To be done: Turn the lines starting at the one containing "Q: What bounding box encloses the black" and ending at the one containing "[358, 231, 372, 251]" into a numbered list, leaving out any blank lines.

===== The data =====

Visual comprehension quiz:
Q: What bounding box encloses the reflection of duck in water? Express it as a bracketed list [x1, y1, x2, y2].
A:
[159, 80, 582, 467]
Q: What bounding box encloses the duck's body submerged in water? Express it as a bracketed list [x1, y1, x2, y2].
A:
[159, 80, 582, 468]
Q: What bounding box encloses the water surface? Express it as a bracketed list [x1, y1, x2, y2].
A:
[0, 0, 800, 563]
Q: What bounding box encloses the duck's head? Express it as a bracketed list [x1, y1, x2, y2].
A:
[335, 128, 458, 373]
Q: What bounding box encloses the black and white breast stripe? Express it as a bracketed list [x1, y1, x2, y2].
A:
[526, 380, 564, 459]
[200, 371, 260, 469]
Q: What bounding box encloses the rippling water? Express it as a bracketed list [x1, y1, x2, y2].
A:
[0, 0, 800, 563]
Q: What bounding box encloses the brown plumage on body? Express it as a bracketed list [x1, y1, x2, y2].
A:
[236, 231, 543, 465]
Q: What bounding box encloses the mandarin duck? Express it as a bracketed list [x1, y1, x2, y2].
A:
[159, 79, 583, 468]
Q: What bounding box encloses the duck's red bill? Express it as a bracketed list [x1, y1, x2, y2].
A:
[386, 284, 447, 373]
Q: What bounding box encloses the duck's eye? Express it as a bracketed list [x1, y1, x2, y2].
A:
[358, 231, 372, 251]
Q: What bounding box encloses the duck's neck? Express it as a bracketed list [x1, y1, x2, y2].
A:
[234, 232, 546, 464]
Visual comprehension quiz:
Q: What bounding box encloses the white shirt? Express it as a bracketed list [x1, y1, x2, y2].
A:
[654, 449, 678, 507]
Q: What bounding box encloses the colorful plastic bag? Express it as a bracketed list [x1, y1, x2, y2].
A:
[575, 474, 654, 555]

=====

Solution to this exercise:
1. Q: What bounding box encloses the black and white breast stripe? Express it as a bracketed list [x1, y1, x2, y2].
2. A:
3. [526, 380, 564, 459]
4. [200, 371, 260, 469]
5. Q: What bounding box encloses the rippling water? Express it as a bracketed list [x1, y1, x2, y2].
6. A:
7. [0, 0, 800, 563]
8. Q: What bounding box encloses the brown plumage on body? Express it as a bracketed list [x1, y1, x2, y2].
9. A:
10. [236, 231, 543, 465]
11. Q: What bounding box encloses the mandarin duck? Express it as a bracketed list [x1, y1, x2, y2].
12. A:
13. [159, 79, 583, 468]
14. Q: What bounding box encloses the duck's red bill? Express it as a bracketed list [x1, y1, x2, y2].
15. A:
16. [386, 284, 447, 373]
17. Q: What bounding box encloses the duck's eye? Express it as a bracketed list [x1, y1, x2, y2].
18. A:
19. [358, 231, 372, 251]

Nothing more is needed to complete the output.